June is just around the corner—and is officially Men’s Health Month—so we thought we’d kick it off a little early with one area of concern around men’s health: prostate health.
Okay. So, that may be getting a little personal, but prostate health is an area that needs to be discussed, since more than 30 million men suffer from prostate conditions that can directly and negatively affect their quality of life.
For example, prostatitis—infection of or inflammation of the prostate—is an issue for men of all ages and affects 35 percent of men who are 50 and older. Additionally, over 50 percent of men in their 60s and as many as 90 percent of men in their 70s and beyond have symptoms of an enlarged prostate—benign (noncancerous) prostatic hyperplasia, otherwise known as BPH. What’s more is that, each year, over 230,000 men are diagnosed with prostate cancer and approximately 30,000 of those men will die of prostate cancer.
But what is the prostate? It’s a small gland which rests below the bladder in men’s bodies, and is part of the reproductive system. The prostate surrounds part of the urethra, the tube which transports urine from the bladder, and the normal shape and size of the prostate resembles that of a walnut. However, as a man ages, the prostate can get larger—and that can be a problem. In fact, by the time a man reaches age 40, the prostate gland can have increased from the size of a walnut to the size of an apricot. By the time a man is 60 years old, the prostate could be the size of a lemon.
The increase in size of the prostate, since it surrounds part of the urethra, can lead to problems with passing urine—a problem that typically doesn’t occur in men until they are 50 or older, but can happen earlier. An enlarged prostate (BPH) is common, too, and eight out of every 10 men will eventually develop an enlarged prostate. Some of the symptoms of an enlarged prostate include trouble starting to urinate; having to urinate frequently, especially at night; feeling a sudden urge to urinate or feeling as if the bladder hasn’t emptied completely after urinating; having to stop and start while urinating or having to strain to urinate. Treatment can include everything from “watchful waiting” to see if symptoms worsen, lifestyle changes such as limiting drinking at night, drug therapy or surgery.

Study material:
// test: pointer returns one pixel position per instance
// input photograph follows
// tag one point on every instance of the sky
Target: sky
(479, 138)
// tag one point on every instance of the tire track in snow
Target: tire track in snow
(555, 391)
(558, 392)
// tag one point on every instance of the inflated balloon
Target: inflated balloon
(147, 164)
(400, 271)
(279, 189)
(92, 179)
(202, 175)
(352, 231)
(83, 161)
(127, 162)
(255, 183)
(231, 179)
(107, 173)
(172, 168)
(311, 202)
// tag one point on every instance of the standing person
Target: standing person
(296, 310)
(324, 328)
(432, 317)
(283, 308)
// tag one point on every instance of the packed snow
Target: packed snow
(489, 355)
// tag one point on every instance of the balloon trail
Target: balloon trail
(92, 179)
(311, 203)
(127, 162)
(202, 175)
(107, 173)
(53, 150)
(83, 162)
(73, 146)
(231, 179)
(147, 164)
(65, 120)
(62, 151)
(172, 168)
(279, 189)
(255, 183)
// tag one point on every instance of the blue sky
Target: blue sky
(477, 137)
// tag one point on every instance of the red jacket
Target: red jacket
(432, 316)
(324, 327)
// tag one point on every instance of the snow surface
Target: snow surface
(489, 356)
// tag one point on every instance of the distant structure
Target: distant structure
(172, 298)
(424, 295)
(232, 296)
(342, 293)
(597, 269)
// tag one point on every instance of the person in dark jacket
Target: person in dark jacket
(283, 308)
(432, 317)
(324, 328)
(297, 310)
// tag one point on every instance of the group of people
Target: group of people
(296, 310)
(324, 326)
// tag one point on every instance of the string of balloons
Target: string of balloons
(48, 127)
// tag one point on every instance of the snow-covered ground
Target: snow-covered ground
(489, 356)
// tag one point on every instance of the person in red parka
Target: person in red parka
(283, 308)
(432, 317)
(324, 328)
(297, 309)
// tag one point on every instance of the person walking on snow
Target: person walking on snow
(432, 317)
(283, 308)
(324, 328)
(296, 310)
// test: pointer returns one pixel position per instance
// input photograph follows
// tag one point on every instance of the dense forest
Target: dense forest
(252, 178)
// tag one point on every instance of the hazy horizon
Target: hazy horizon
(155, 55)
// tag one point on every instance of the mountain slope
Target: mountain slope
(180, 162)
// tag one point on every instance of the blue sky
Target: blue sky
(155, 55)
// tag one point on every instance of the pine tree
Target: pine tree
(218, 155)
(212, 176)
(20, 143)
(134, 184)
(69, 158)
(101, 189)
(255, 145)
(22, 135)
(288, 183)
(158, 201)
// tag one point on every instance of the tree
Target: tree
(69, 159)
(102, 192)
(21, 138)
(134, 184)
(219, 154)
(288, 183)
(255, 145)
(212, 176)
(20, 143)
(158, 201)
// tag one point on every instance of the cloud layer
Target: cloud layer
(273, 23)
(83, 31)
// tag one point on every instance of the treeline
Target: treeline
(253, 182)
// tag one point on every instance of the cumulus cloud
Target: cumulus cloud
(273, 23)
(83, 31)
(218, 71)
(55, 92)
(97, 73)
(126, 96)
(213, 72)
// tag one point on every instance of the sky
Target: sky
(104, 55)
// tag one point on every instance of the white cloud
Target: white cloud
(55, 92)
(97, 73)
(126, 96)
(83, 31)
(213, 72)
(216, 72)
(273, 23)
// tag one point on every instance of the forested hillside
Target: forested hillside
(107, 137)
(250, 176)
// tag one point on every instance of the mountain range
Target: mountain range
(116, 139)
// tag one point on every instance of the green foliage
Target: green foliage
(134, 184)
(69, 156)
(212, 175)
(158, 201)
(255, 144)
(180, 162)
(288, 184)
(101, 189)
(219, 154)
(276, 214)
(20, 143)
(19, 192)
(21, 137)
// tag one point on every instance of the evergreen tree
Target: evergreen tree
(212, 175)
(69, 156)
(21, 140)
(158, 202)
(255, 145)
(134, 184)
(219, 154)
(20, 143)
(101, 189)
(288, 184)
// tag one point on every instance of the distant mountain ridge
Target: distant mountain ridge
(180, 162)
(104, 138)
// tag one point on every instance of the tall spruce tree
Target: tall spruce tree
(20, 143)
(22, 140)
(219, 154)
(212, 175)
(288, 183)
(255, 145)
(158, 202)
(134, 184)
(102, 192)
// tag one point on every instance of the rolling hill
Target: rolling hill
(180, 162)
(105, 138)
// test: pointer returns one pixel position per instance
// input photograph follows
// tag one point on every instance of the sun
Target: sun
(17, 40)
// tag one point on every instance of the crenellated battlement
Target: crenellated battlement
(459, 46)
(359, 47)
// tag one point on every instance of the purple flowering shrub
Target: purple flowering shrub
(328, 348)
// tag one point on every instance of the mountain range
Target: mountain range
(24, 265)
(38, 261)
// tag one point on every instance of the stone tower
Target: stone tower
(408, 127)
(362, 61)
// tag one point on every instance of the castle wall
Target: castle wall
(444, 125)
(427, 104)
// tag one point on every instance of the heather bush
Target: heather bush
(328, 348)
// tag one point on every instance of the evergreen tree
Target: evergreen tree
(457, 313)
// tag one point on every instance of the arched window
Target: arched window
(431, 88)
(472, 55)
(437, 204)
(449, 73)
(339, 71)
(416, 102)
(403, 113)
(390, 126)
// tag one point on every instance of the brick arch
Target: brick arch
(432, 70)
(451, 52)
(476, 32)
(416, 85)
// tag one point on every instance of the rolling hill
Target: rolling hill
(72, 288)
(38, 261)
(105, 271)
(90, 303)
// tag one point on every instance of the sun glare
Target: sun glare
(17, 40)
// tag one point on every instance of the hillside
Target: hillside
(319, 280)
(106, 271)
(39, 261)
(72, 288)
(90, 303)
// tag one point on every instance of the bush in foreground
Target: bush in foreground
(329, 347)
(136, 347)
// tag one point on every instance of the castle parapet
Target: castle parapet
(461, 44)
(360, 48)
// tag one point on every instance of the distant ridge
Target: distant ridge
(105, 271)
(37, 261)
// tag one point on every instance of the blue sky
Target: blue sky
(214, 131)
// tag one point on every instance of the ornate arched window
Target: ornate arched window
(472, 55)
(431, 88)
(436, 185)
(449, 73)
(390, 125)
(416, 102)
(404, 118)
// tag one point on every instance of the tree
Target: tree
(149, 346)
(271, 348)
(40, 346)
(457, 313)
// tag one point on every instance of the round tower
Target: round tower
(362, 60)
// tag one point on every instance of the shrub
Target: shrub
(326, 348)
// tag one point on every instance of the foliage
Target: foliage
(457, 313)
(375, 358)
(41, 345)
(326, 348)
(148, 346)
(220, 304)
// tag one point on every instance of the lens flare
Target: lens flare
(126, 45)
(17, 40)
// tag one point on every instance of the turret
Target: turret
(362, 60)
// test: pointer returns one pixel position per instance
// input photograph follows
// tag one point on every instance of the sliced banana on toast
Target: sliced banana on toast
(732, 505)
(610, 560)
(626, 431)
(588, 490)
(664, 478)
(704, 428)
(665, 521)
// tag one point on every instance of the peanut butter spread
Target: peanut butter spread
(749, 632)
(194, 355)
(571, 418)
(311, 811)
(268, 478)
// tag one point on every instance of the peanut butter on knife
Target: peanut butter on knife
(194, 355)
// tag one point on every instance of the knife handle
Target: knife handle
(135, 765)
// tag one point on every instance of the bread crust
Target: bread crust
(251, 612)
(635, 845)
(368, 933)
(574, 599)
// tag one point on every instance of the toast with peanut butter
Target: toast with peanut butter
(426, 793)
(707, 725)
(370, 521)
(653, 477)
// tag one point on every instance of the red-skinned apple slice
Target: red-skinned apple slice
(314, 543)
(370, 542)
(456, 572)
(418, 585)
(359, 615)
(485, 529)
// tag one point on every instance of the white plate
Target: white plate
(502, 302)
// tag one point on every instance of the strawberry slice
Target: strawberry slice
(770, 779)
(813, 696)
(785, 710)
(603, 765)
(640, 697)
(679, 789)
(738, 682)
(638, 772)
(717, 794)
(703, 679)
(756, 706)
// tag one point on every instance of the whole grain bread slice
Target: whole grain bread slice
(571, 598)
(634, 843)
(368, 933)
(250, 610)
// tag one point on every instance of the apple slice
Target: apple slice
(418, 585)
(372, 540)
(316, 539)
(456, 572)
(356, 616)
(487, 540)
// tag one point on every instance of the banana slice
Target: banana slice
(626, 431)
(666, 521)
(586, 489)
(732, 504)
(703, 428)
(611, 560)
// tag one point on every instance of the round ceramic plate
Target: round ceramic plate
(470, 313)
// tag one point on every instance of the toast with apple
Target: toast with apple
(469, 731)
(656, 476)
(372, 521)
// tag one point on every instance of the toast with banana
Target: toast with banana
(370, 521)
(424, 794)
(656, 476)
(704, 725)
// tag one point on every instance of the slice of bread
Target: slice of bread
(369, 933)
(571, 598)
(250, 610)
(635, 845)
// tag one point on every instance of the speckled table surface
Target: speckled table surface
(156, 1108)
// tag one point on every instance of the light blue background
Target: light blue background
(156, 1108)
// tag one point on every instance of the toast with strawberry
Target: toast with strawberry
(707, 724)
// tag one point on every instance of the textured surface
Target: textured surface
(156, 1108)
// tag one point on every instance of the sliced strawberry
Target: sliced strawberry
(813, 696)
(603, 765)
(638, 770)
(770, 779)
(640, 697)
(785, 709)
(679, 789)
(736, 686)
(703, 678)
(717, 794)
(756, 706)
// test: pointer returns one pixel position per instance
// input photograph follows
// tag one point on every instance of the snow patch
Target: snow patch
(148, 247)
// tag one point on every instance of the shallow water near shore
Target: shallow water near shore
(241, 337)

Required action 1:
Output the prostate health passage from "But what is" up to and including "of a lemon.".
Required action 2:
According to the prostate health passage, how many men will eventually develop an enlarged prostate?
Required action 3:
Extend the prostate health passage, picking up after its final sentence.
The material is not needed for anything here.

Reply 1:
But what is the prostate? It’s a small gland which rests below the bladder in men’s bodies, and is part of the reproductive system. The prostate surrounds part of the urethra, the tube which transports urine from the bladder, and the normal shape and size of the prostate resembles that of a walnut. However, as a man ages, the prostate can get larger—and that can be a problem. In fact, by the time a man reaches age 40, the prostate gland can have increased from the size of a walnut to the size of an apricot. By the time a man is 60 years old, the prostate could be the size of a lemon.

Reply 2:
Eight out of every 10 men.

Reply 3:
Likewise, prostatitis can affect men who are late-teens to men of old age. Since it is associated with infection or inflammation, its symptoms include trouble passing urine, painful passing of urine, fever, chills or even sexual problems. Treatment typically includes antibiotics.
You can see why prostate health is an important men’s health topic.
Then there are cranberries’ role in prostate health that men might be interested in. According to Memorial Sloan-Kettering Cancer Center, cranberries have antibacterial, antioxidant and anti-inflammatory properties which can help support men’s prostate health, including cell health in the prostate as well as prostatitis among men with an enlarged prostate.†
Among other studies and reports, The Truth About Prostate Health and Prostate Cancer says that cranberries positively change the pH of urine and “can be an effective complementary treatment for prostatitis.”† Likewise, Mark Stengler, author of The Natural Physician’s Healing Therapies, says that cranberries can help prevent prostate infections because they can block E.coli, the primary bacteria that causes prostatitis.†
The results of another study conducted by Czech researchers pointed out that men taking a cranberry supplement had their urinary symptoms—including flow rate, volume and residual urine in the bladder—improved significantly.† An additional perk was that of the men taking a cranberry supplement, their PSA levels decreased at the end of the study compared to when the study began.† PSA stands for prostate-specific antigen, which is measured by a blood test used to detect early prostate cancer. And the men in the study who didn’t take the cranberry supplement? They saw no improvement in their urinary symptoms or PSA levels.
Also, it’s best not to drink cranberry juice if you’re looking for these kinds of benefits. Why? Cranberry juice typically contains too much sugar and not enough of the nutrients required to benefit either the prostate or the urinary tract.
So, for all the men out there…take good care of yourselves, and have a healthy Men’s Health Month this June!
†These statements have not been evaluated by the Food and Drug Administration.
These products are not intended to diagnose, treat, cure, or prevent any disease.